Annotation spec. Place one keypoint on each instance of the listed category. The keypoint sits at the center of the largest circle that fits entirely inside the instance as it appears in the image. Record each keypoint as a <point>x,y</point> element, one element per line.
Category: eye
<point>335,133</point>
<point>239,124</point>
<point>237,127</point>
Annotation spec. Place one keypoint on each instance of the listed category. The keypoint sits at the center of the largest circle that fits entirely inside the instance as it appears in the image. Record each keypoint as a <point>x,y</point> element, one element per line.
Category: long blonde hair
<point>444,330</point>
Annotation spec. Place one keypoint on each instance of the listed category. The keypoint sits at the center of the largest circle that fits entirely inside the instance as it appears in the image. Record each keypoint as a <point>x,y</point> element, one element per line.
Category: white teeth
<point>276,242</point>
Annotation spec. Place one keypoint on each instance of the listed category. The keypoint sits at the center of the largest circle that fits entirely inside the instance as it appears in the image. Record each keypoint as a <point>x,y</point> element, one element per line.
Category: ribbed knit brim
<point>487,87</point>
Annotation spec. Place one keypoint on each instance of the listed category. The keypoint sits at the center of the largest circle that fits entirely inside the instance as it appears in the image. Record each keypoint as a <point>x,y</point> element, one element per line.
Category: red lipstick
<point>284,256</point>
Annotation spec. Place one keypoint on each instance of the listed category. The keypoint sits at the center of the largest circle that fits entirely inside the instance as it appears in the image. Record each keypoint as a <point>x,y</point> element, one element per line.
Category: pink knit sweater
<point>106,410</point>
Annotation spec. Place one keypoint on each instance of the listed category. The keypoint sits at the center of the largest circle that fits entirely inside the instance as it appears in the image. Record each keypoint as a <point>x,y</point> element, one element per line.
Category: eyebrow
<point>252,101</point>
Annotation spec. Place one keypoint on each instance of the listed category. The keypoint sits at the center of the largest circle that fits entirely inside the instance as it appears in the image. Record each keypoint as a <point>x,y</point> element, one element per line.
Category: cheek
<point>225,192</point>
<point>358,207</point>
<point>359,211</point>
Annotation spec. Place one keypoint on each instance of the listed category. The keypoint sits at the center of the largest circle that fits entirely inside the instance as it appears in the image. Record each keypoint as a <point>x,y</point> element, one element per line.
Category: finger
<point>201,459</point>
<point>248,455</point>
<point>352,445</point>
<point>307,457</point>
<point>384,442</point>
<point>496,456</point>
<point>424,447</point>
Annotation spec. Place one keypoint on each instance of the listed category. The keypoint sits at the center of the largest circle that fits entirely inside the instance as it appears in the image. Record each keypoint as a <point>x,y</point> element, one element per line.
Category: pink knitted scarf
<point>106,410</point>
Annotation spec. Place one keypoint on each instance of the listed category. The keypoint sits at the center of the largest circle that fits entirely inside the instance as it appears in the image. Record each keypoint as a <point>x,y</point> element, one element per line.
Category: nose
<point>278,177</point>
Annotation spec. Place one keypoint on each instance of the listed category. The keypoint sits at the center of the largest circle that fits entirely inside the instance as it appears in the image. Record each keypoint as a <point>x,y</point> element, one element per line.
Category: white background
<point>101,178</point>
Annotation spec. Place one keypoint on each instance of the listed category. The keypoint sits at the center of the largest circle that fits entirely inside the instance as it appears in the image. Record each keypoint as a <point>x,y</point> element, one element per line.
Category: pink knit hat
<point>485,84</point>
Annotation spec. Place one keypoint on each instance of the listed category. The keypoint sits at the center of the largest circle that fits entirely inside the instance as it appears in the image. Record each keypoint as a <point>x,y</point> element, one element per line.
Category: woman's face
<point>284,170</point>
········
OBJECTIVE
Copy every item above word for word, line by line, with no change.

OUTPUT OF THE TASK
Annotation spec. Place one keypoint on each instance of the listed category. The keypoint sits at the center of the largest circle that fits entirely inside the instance as it appears in the image. Record each keypoint as a <point>x,y</point> element, one element per line.
Category: eye
<point>335,133</point>
<point>239,124</point>
<point>237,127</point>
Annotation spec. Place one keypoint on each instance of the listed category. The keypoint sits at the center of the largest circle that fits entirely inside the instance as it appears in the image. Record each keypoint as a <point>x,y</point> element, one element per line.
Category: long blonde hair
<point>444,330</point>
Annotation spec. Place one keypoint on each instance of the listed category. The keypoint sits at the center of the largest circle that fits entirely inside the instance as it appears in the image. Record each keypoint as a <point>x,y</point> element, one element per line.
Category: white teeth
<point>276,242</point>
Annotation spec. Place one keypoint on each instance of the listed category. The keypoint sits at the center of the largest circle that fits entirely inside the instance as it appears in the image. Record each keypoint as a <point>x,y</point> element, one element per line.
Category: ribbed knit brim
<point>487,87</point>
Annotation spec. Place one keypoint on each instance of the listed category. The keypoint sits at the center of the largest circle that fits entirely inside the instance as it appears in the image. Record each keypoint as a <point>x,y</point> element, one element per line.
Category: red lipstick
<point>284,256</point>
Annotation spec. Place one keypoint on each instance of the listed category. The keypoint sits at the center of the largest circle that fits entirely inside the instance as it appears in the image. Record each keypoint as a <point>x,y</point> element, one element per line.
Category: pink knit sweater
<point>106,410</point>
Annotation spec. Place one keypoint on each instance of the listed category. The keypoint sits at the center of the largest circle that fits entirely inside the instance as it appears in the image. Record each keypoint as a <point>x,y</point> element, one element per line.
Category: eyebrow
<point>252,101</point>
Annotation spec. Place one keypoint on each instance of the listed category. The keypoint sits at the center of the largest circle that fits entirely inside the instance as it appears in the image. Record each keypoint as a <point>x,y</point> element, one element per line.
Category: cheek
<point>225,192</point>
<point>358,207</point>
<point>359,211</point>
Annotation spec. Place one keypoint on each instance of the listed category. The keypoint sits at the center of the largest circle that fits entirely inside the instance as it appears in the image. Record each keypoint as a <point>x,y</point> element, one element per line.
Category: finger
<point>201,459</point>
<point>248,455</point>
<point>352,445</point>
<point>307,457</point>
<point>384,442</point>
<point>496,456</point>
<point>424,447</point>
Annotation spec. Place one keypoint on each instance of the listed category. The keypoint sits at the center of the largest circle that fits entirely inside the instance as it appears in the image. Record each keypoint as a <point>x,y</point> element, one element per line.
Category: pink knitted scarf
<point>106,410</point>
Annotation spec. Place one keypoint on each instance of the listed category. The keypoint sits at the center of the largest circle that fits entirely inside the instance as it appears in the image. Record each keypoint as a <point>x,y</point> element, one element per line.
Category: nose
<point>278,177</point>
Annotation spec. Place one keypoint on each instance of the listed category. The keypoint sits at the center of the largest circle that fits entirely inside the instance as it appears in the image. Record each keypoint as a <point>x,y</point> element, one element per line.
Category: white background
<point>101,178</point>
Annotation spec. Place one keypoint on each instance of the listed category. The keypoint sits at the center of the largest circle that fits entirely inside the instance as it appears in the image. Record each keypoint as a <point>x,y</point> element, one element per line.
Category: pink knit hat
<point>485,84</point>
Annotation spec. Place one keypoint on each instance of the listed category. The keypoint sits at the center of the largest circle that fits entirely inside the instance as it appears in the image. Record each keypoint as a <point>x,y</point> element, one element per line.
Category: woman's face
<point>284,170</point>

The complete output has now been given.